Exercise: Restate word for word the line with "Query: pink inner ear" and the rest of the listing after it, ending at the final line, and include nothing else.

=====

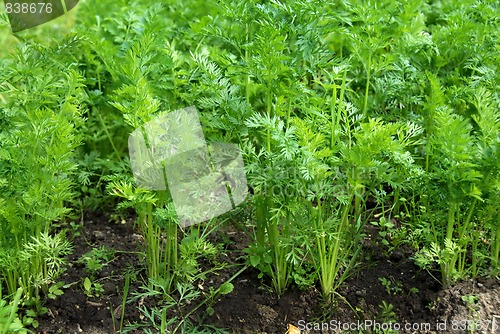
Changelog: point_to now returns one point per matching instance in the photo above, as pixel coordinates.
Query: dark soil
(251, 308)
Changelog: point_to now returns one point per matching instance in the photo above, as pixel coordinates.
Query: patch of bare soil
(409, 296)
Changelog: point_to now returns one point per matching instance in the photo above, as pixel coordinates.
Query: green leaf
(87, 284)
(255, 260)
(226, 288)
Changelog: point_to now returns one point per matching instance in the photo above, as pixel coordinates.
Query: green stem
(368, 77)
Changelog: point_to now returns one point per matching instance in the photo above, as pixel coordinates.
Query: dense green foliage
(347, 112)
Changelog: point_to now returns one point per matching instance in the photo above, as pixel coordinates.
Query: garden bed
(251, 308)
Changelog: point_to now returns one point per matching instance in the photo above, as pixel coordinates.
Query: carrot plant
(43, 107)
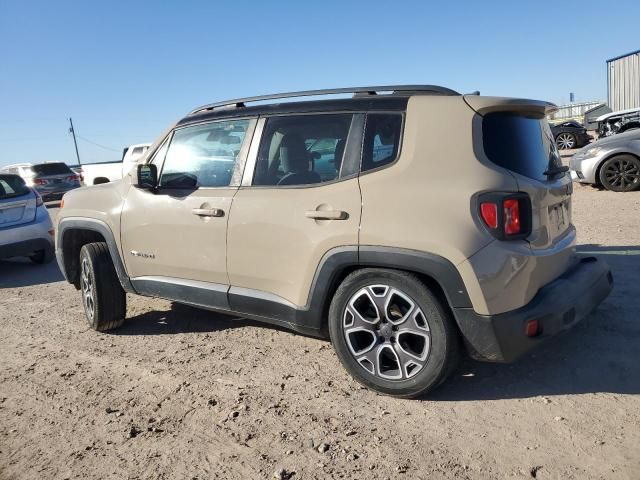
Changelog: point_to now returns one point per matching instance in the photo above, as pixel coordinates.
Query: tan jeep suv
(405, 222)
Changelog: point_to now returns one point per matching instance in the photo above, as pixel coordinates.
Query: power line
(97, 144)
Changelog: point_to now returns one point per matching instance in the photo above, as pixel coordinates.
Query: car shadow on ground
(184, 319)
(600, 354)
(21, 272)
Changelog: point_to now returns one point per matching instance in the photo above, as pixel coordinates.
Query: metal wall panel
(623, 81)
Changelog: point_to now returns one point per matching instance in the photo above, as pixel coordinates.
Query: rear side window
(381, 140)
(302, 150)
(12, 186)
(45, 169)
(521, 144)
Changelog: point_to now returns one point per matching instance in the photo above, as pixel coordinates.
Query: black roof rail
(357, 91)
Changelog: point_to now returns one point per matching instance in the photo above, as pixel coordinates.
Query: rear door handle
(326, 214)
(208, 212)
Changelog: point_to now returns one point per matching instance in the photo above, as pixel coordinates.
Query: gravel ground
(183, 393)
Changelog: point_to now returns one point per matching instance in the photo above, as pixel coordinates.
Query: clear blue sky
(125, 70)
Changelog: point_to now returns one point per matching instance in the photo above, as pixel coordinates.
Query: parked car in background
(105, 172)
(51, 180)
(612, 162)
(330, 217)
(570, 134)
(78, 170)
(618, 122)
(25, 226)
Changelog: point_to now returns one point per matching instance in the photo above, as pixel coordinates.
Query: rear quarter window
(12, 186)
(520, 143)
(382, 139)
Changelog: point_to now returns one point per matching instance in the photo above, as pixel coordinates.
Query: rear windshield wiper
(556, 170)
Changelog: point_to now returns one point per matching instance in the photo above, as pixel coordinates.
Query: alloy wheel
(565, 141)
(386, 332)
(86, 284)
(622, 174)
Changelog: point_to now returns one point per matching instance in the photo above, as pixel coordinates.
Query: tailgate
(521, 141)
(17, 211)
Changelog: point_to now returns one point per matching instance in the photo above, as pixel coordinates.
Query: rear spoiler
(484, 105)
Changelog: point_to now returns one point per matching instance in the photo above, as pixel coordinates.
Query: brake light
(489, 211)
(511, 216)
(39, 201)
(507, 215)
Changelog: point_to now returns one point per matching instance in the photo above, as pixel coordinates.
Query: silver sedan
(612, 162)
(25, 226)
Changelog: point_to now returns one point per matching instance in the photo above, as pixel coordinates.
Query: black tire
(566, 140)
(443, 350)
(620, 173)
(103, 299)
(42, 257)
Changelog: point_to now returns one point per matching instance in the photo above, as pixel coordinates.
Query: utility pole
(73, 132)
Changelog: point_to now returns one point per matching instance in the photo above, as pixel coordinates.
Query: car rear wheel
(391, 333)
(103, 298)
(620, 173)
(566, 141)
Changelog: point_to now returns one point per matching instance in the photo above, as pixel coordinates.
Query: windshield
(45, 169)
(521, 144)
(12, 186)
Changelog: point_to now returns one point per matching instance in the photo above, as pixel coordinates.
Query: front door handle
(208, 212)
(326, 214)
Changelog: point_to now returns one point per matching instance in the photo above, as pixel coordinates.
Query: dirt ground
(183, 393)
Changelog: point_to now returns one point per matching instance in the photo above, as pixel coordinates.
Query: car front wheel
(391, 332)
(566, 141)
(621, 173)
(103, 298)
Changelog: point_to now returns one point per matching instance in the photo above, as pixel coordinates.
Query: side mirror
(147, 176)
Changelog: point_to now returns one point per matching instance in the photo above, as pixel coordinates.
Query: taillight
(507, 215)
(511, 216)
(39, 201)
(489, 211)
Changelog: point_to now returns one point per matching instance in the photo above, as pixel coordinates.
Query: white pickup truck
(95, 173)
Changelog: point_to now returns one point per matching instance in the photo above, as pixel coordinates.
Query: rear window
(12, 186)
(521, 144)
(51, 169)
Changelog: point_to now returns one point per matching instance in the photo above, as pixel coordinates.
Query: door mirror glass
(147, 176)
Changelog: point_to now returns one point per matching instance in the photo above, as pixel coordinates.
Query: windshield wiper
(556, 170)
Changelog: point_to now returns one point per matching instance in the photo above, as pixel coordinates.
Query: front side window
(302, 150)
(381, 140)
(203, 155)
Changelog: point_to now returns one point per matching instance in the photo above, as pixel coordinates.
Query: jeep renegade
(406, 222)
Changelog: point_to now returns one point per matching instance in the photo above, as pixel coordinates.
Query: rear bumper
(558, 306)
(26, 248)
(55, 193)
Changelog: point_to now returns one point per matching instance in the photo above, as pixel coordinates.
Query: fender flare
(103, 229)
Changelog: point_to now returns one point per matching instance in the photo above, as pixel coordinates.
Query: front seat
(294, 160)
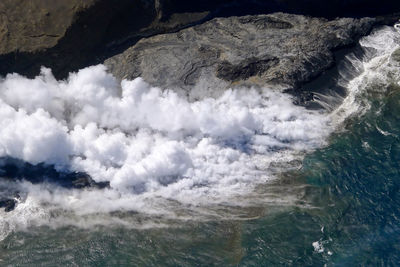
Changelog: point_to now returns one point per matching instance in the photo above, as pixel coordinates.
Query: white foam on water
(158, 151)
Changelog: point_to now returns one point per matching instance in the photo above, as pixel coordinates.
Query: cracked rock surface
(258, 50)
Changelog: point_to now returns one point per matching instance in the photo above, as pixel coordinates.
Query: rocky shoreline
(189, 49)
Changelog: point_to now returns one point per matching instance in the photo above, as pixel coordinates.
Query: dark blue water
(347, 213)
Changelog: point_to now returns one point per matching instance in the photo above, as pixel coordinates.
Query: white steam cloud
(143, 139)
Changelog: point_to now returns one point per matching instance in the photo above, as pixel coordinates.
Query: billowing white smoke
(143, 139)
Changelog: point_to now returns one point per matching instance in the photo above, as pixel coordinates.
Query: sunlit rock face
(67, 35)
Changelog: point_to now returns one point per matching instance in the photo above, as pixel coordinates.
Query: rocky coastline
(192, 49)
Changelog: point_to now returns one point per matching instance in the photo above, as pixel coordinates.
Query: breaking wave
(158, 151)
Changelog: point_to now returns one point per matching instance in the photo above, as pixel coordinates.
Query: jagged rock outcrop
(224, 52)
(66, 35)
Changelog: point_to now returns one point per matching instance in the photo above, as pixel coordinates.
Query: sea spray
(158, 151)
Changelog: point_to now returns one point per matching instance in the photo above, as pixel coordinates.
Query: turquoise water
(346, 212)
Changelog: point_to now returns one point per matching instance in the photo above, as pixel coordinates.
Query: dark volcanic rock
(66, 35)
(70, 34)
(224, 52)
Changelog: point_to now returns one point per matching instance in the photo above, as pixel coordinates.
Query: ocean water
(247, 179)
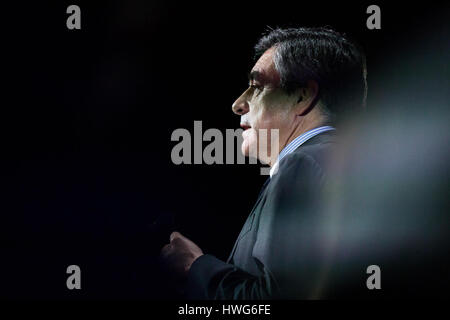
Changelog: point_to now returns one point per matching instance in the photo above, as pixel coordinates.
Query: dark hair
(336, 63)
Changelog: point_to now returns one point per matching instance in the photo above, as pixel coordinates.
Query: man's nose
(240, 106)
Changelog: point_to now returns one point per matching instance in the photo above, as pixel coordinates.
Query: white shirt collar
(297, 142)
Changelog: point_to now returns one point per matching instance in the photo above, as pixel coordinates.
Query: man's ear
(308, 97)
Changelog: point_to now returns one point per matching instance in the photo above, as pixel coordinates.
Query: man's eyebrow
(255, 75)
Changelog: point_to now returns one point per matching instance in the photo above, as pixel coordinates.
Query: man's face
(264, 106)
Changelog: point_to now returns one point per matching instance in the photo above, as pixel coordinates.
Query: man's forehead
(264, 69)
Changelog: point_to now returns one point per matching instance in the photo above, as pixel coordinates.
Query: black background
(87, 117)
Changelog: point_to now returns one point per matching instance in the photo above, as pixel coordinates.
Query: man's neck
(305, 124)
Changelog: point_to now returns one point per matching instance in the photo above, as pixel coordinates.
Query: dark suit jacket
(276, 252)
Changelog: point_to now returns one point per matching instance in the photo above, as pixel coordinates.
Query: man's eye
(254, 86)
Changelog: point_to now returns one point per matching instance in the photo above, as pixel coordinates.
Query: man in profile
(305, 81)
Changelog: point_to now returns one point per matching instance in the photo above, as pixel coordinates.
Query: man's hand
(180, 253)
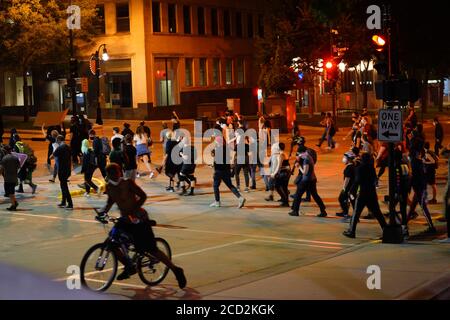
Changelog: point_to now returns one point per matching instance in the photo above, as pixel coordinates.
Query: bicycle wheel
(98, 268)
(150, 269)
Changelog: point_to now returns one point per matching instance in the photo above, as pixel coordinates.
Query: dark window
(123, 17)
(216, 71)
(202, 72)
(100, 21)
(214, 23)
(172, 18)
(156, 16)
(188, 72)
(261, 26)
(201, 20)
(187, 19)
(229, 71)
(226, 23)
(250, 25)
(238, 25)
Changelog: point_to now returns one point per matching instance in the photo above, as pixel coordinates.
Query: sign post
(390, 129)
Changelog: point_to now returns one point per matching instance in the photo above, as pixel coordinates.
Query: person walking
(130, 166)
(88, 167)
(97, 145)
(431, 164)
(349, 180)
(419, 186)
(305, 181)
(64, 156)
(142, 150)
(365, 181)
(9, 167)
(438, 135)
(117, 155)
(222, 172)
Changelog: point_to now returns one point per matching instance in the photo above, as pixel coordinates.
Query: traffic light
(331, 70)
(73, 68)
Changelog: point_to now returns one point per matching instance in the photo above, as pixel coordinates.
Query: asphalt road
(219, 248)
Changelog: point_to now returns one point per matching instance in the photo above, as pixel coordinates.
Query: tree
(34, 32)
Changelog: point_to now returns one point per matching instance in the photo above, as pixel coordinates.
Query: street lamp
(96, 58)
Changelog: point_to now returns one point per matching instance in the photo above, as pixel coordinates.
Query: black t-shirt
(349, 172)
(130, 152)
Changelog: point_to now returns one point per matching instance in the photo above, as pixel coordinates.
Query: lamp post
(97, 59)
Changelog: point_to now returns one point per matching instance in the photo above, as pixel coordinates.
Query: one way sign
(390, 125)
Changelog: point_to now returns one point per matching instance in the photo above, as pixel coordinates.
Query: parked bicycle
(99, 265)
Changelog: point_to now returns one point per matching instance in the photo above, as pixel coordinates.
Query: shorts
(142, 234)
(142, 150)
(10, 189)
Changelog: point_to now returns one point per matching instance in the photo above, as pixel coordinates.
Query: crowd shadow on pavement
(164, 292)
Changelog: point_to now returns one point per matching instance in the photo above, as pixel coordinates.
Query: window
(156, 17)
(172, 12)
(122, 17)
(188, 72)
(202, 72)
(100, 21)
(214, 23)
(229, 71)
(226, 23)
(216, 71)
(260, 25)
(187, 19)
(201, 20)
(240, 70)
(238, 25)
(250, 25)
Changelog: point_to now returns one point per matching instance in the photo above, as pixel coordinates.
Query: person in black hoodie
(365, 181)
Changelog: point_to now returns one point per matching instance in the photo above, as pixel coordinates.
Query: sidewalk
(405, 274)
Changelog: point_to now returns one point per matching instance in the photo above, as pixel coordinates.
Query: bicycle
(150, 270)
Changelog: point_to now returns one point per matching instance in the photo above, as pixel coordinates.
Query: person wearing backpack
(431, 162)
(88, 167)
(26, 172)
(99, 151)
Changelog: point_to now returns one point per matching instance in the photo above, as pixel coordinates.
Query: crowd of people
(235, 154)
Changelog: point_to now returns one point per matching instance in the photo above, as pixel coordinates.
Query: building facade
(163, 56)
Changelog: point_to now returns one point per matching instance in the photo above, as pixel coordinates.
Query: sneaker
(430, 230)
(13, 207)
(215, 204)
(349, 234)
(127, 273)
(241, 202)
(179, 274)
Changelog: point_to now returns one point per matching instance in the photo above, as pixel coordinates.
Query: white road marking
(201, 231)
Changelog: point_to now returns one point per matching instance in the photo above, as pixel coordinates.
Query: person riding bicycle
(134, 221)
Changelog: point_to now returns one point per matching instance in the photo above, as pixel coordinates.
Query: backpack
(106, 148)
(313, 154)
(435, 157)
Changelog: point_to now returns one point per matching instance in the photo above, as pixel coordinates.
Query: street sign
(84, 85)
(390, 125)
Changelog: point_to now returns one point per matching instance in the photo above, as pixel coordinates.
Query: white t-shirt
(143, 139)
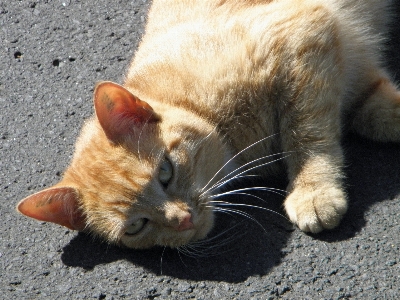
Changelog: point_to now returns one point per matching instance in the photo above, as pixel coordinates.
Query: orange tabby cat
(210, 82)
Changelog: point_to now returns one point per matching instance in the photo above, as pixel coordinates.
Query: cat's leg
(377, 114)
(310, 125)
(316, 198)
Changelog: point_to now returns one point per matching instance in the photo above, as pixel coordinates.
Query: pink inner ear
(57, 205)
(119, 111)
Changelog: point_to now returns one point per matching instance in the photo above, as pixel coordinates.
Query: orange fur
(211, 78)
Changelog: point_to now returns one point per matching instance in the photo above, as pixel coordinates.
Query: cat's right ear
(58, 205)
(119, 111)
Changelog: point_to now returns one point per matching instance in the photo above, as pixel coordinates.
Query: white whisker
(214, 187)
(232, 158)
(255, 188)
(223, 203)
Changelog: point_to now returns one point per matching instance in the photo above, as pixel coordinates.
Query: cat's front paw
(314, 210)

=====

Your response:
Query: pink inner ear
(57, 205)
(119, 111)
Changelog: point_to now returns one point per matching instance in the photo above, as pixel coordinates.
Query: orange fur
(211, 78)
Changelog: point_to now returns one point per matching instance in the photo above, as pixel coordinates.
Query: cat's right ear
(58, 205)
(119, 111)
Changelog: point_to now returns one point per matching instance in the photo above, as pixel coordinates.
Query: white whisker
(214, 187)
(232, 158)
(255, 188)
(223, 203)
Changelog: point_to now returns one point per matching instance in the photo above, as pixel coordinates.
Query: cat's front paw
(314, 210)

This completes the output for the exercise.